RECORDS SUPPLIED:
● ● ● ●

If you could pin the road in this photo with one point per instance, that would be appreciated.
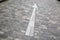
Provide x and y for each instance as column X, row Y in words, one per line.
column 15, row 16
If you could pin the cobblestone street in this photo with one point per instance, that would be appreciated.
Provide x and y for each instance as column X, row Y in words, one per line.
column 15, row 16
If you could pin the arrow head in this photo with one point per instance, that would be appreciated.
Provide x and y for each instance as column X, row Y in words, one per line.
column 35, row 6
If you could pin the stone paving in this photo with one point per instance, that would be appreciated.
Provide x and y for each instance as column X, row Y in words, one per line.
column 15, row 16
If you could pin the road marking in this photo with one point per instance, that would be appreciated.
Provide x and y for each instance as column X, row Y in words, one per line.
column 30, row 28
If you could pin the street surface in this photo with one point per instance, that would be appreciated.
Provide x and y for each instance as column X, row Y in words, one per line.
column 16, row 17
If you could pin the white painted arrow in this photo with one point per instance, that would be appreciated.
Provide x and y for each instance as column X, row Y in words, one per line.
column 30, row 28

● ● ● ●

Write the records out again in full, exactly, and skip every picture.

If you could pin the road in this photo with one point per instance, that would be appreciated.
Provide x and y for each instance as column X, row Y in words, one per line.
column 15, row 16
If you could pin the cobblestone street in this photo with one point per instance, that would be appreciated.
Provide x and y for each instance as column X, row Y in words, one per line.
column 15, row 16
If you could pin the arrow head in this photo with one point per instance, that would be appreciated.
Provide x and y for each instance as column X, row Y in words, one per line.
column 35, row 6
If you could pin the stone paving in this photo with one point per instance, that would be appreciated.
Provide x and y for each instance as column X, row Y in words, one per line.
column 15, row 16
If you could pin the road marking in this photo with one point per instance, that would be appreciated.
Provide x and y for each instance as column X, row Y in words, one per line.
column 30, row 28
If you could pin the street surface in this photo with one point per instance, that would be appreciated.
Provide x and y for each instance as column X, row Y in words, one per line.
column 16, row 17
If you could pin the white painted arrow in this photo with one point per instance, that would be appreciated.
Provide x and y for each instance as column X, row Y in words, one per line.
column 30, row 28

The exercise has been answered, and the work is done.